* **WHAT YOU SHOULD DO**:
Working from the material below, print the lines from the line holding "Can you locate the tree bark" through its final line, inclusive, exactly and with nothing else; pictures are excluded.
'''
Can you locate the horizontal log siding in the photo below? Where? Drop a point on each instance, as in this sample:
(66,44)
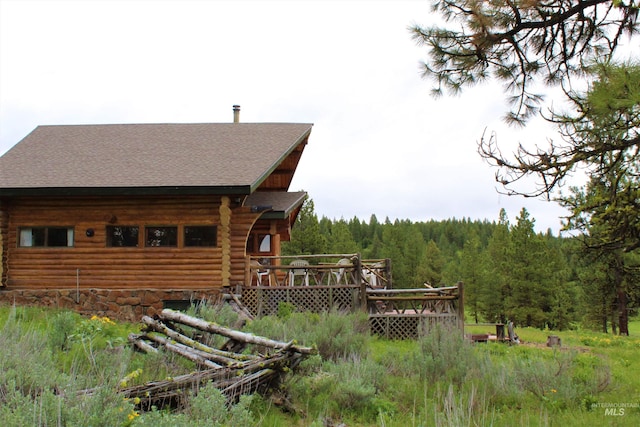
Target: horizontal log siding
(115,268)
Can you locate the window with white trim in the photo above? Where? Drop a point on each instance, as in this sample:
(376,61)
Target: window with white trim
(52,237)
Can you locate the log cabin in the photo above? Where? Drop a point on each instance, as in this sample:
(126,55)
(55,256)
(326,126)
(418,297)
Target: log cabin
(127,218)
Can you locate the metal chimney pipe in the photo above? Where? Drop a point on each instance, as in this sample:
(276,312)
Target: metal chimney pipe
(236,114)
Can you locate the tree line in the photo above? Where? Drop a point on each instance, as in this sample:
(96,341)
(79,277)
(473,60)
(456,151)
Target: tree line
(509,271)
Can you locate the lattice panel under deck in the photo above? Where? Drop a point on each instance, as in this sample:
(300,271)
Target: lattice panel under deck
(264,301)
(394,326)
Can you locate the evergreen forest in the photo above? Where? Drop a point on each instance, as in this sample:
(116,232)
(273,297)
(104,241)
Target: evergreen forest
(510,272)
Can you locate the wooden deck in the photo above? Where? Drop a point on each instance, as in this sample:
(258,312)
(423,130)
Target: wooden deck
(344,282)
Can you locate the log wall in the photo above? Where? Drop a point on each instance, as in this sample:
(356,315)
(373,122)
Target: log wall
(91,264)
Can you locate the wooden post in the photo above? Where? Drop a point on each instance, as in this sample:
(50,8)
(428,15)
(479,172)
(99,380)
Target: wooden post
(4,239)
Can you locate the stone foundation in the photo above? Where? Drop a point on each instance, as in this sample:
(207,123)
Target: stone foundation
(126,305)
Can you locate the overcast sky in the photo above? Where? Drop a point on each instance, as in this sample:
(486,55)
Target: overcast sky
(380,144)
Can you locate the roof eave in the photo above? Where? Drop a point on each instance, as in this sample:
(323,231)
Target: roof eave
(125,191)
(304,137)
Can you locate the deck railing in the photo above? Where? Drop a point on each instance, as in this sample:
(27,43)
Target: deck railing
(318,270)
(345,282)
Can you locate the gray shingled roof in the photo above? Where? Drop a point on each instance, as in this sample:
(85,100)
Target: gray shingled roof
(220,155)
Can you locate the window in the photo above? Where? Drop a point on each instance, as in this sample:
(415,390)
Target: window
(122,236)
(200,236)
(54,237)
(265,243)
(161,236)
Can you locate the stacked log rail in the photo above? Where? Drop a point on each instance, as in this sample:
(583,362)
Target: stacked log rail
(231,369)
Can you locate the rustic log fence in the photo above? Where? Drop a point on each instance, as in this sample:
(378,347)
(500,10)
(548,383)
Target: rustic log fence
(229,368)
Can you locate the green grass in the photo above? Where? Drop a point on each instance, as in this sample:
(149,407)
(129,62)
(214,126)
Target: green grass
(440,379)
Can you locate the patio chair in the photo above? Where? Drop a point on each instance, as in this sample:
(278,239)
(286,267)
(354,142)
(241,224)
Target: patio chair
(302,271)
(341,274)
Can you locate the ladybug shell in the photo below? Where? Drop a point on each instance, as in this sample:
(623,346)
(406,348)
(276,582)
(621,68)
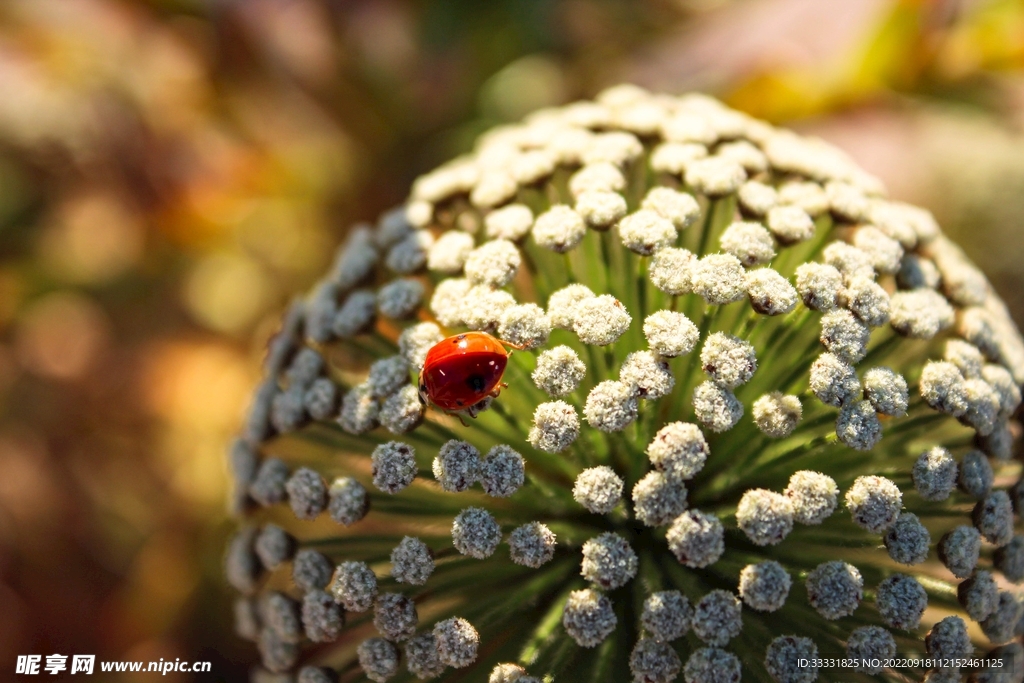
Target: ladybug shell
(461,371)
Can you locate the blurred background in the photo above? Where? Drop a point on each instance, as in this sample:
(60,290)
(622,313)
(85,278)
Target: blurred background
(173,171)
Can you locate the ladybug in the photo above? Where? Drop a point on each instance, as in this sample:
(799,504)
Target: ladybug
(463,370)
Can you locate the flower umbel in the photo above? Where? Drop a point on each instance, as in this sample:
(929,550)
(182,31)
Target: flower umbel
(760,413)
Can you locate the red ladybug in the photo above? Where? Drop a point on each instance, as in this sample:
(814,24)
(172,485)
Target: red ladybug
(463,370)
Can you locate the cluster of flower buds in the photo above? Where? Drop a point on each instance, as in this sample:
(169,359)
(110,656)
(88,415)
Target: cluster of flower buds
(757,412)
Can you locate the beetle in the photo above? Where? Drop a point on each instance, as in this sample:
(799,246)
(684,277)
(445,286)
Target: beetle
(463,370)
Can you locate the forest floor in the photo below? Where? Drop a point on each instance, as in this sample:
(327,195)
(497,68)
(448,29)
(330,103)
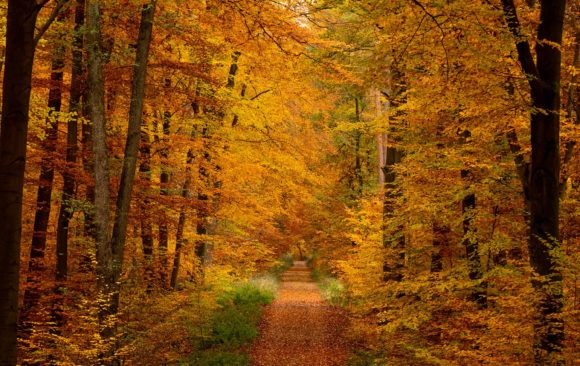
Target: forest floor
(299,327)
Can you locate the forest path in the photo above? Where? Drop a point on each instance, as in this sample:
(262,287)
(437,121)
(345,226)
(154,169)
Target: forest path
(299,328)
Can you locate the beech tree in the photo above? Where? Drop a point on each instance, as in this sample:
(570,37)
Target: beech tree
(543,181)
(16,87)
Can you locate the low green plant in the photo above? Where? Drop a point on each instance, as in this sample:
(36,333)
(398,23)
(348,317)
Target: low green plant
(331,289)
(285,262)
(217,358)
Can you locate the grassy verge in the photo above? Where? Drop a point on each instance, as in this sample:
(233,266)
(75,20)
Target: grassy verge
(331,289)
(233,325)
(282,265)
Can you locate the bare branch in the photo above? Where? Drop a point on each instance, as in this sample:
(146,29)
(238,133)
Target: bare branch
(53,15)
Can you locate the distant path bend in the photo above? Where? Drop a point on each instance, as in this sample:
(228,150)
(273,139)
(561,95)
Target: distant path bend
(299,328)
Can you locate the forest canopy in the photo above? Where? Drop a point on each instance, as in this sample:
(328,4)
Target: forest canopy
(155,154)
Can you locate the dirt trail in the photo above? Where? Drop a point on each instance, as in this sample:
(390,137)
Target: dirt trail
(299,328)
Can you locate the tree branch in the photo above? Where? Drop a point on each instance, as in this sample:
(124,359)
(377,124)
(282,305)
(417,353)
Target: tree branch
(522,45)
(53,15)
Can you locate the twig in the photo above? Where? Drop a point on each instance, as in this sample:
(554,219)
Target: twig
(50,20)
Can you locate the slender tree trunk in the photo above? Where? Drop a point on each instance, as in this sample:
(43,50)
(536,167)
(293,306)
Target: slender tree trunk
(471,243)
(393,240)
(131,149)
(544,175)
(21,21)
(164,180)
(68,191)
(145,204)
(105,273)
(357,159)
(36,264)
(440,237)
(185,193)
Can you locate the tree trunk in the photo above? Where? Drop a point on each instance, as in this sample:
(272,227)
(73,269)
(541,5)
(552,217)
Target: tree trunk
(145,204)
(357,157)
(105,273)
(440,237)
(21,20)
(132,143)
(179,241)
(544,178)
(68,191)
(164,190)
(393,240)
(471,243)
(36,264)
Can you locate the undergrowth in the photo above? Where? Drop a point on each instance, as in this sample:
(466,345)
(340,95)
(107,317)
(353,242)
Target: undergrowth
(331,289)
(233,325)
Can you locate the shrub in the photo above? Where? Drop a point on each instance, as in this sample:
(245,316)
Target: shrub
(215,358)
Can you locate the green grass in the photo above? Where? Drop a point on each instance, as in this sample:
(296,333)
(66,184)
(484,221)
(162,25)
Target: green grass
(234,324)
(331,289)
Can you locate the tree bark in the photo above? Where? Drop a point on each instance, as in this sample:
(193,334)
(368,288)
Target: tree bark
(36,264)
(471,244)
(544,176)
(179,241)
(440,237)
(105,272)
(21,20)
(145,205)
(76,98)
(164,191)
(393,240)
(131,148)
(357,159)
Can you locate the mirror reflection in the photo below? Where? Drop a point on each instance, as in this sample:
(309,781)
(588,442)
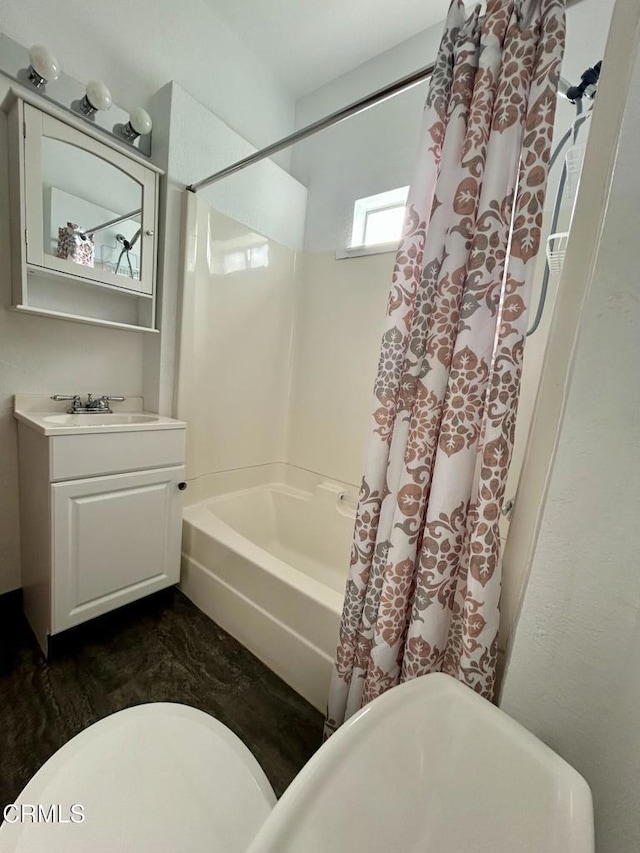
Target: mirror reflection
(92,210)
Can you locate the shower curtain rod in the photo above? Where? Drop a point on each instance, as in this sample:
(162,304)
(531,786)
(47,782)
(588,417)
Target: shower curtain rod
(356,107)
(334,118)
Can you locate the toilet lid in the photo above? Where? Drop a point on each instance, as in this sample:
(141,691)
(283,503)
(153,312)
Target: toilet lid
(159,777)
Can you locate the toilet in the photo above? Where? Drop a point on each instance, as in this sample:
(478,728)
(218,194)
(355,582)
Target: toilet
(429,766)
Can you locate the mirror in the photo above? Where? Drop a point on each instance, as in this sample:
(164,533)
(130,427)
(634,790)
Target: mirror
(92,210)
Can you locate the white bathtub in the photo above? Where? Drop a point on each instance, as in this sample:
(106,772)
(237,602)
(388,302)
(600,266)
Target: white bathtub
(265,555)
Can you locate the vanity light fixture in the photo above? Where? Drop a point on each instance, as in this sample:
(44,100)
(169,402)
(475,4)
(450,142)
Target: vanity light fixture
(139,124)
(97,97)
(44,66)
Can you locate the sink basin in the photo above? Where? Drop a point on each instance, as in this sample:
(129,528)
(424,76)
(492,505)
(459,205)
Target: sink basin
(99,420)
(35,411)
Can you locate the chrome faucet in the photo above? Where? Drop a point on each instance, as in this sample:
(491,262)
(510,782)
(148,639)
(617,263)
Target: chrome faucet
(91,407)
'''
* **TASK ANSWER**:
Can you locate the tree bark in the photo above? Where? Drop a point on each instance, as in this sample:
(193,334)
(368,288)
Target: tree bark
(36,264)
(471,244)
(544,176)
(179,241)
(440,237)
(105,272)
(21,20)
(145,205)
(76,98)
(164,191)
(393,240)
(131,148)
(357,159)
Can you locate the mirror reflection in the photo below? Where? Drop a point on each instance, as in this sample:
(309,781)
(588,442)
Target: mirror reflection
(92,210)
Can you locate the shower curtain rod in the photo above? Where? Drop a point on each instance, as in this sample:
(162,304)
(531,786)
(47,782)
(588,417)
Target: shower curtain rod
(356,107)
(334,118)
Can you locate the toilet lid in the photo above? Where? Drop a point on each instance, as in this sample:
(141,691)
(283,503)
(153,312)
Target: toilet lid
(159,777)
Can you locate the toilet in the photo above? Where? Drop a point on each instance, as in this sample:
(478,728)
(218,194)
(355,582)
Target: toilet
(429,766)
Can you locate the mirror in the photo above? Where? Drop a point on each instance, as in this sample:
(164,533)
(130,427)
(634,790)
Target: mirror
(92,210)
Can you locate the white bathtub in the photo above? Where? Drop a point on each instance, as in this sample:
(106,772)
(237,602)
(388,302)
(600,266)
Target: white bathtub
(265,555)
Can you locate the vanity light fixture in the photo above? Where? Drop a point on each instance, as in this sample:
(44,100)
(169,402)
(475,4)
(450,142)
Target: vanity light fixture
(139,124)
(97,97)
(44,66)
Can you locate the sink basin in the photo above? Where? Drop a point on each instance, as in this sample:
(129,528)
(424,76)
(492,505)
(459,205)
Target: sink basin
(99,420)
(35,411)
Can you locate the chrome faucet in the photo above? Where? Drop a point on each instance, as in this sample:
(491,262)
(510,782)
(148,639)
(617,263)
Target: chrome faucet
(91,407)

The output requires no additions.